« Plus il y a de monde, moins le risque est grand » : comment la protestation solitaire de Greta Thunberg est devenue un mouvement mondial

« Plus il y a de monde, moins le risque est grand » : comment la protestation solitaire de Greta Thunberg est devenue un mouvement mondial

En août 2018, Greta Thunberg était assise seule sur le sol devant le parlement suédois, tenant une pancarte sur laquelle on pouvait lire « Skolstrejk för klimatet » (Grève scolaire pour le climat), avec une pile de brochures maintenue en place par une pierre. Une femme plus âgée s’est approchée et lui a demandé : « Pourquoi es-tu en grève ? Tu devrais être à l’école. » Greta a répondu : « Pourquoi devrais-je recevoir une éducation s’il n’y a pas d’avenir ? »

« Si tu reçois une éducation, tu pourras façonner l’avenir », a répondu la femme. « C’est ce que vous, les jeunes, êtes censés faire. Pour nous, les plus âgés, il est trop tard. »

« Il n’est pas trop tard », a insisté Greta. Après un bref échange, la femme est partie, l’air troublé.

Peu après, une femme plus jeune s’est arrêtée et a demandé : « Bonjour, je peux m’asseoir avec toi ? » Greta a accepté. « Je voulais juste te dire que ce que tu fais est vraiment cool », lui a-t-elle dit. « Beaucoup de gens s’arrêtent-ils ? » Greta a répondu : « Aujourd’hui, jusqu’à présent, trois. » Elles sont restées assises ensemble. Puis un jeune homme, encore casqué de vélo, s’est arrêté pour demander : « Depuis combien de temps es-tu ici ? »

Peu à peu, de plus en plus de personnes ont commencé à s’arrêter, à lire les brochures et à la rejoindre. Cette scène ouvre le documentaire de Nathan Grossman, I Am Greta. En sept mois, un million de personnes avaient rejoint le mouvement de grève scolaire Fridays for Future.

La manière dont ces mouvements commencent suit un schéma commun. Dans une conférence TED célèbre, Derek Sivers décrit une vidéo montrant un homme seul, torse nu, dansant frénétiquement sur une pente herbeuse lors de ce qui semble être un festival. D’autres sont assis à proximité, pensant probablement : « Qui est ce type fou ? »

⁂

▸ ÉNONCÉ: Prolongez le texte sur la grève scolaire de Greta Thunberg en reprenant juste après sa dernière phrase.

▸ DONNÉES ENREGISTRÉES:

⁂

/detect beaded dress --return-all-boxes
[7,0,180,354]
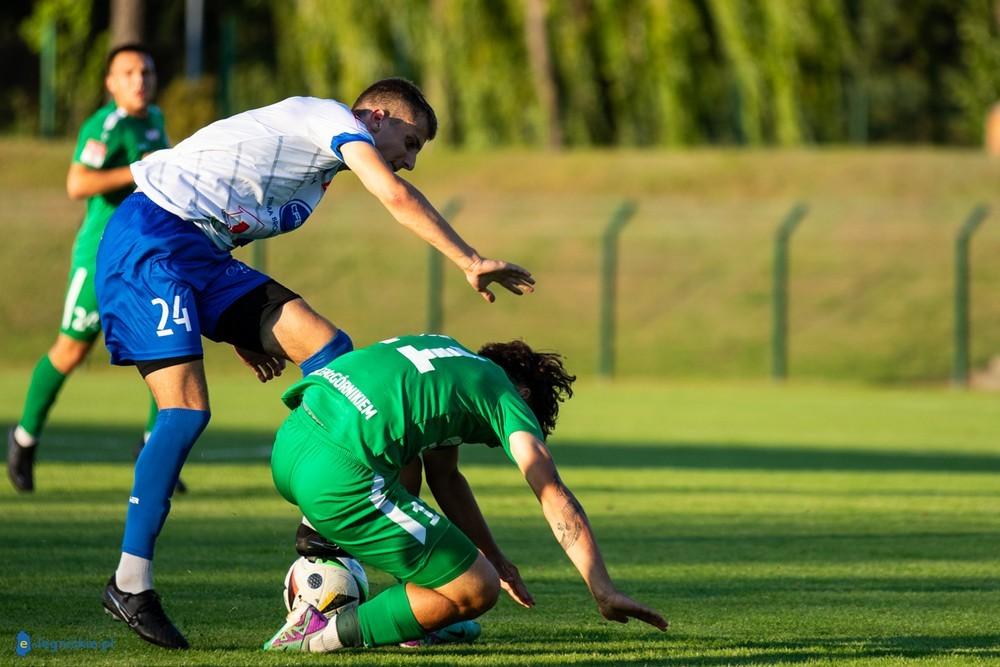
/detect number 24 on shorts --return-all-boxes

⁂

▸ CORRIGÉ:
Puis quelque chose change : une deuxième personne se lève et commence à danser aussi, imitant les mouvements. Le premier danseur l’accueille immédiatement comme un égal, lui prend les mains, et ils dansent ensemble. Maintenant, il s’agit d’eux deux, et non plus d’un seul. Comme le dit Sivers, « le premier suiveur est ce qui transforme un marginal en leader ». Ce premier suiveur montre à tous les autres comment participer, appelant et faisant signe à ses amis. Un deuxième suiveur rejoint, puis un troisième—soudain, c’est une foule, et ils attirent l’attention. De plus en plus de personnes se joignent à eux, et le mouvement prend de l’ampleur.

Sivers appelle cela « le point de basculement ». Une fois que suffisamment de personnes sont impliquées, il devient moins risqué pour les autres de participer—ils ne se démarqueront pas et ne seront pas ridiculisés. Bientôt, même les personnes réticentes se sentent obligées de rejoindre, désireuses de faire partie du groupe et de la nouvelle norme.

C’est ainsi que les mouvements sociaux atteignent un point de basculement. Greta et le danseur solitaire ont tous deux défié les normes sociales—manquer l’école pour protester, ou se donner en spectacle en public. Greta remettait également en cause les normes d’inaction face au changement climatique. Il existe une barrière sociale à l’initiation du changement ; il faut un courage particulier pour être le premier à aller à contre-courant. Cette action doit être publique, et elle peut être accueillie par de la résistance, des moqueries ou de l’indifférence. Greta elle-même a fait face à de vives critiques dans certains médias. Mais en donnant l’exemple, la première personne invite les autres à remettre en question le statu quo.

Le premier suiveur crée un cycle renforçant, facilitant la rupture avec les normes et l’adhésion pour la personne suivante. Chaque nouveau participant en encourage un autre, créant un effet d’entraînement. Si cette amplification est suffisamment forte, elle atteint un point de basculement. À une masse critique, les incitations sociales s’inversent, et le changement devient auto-entretenu.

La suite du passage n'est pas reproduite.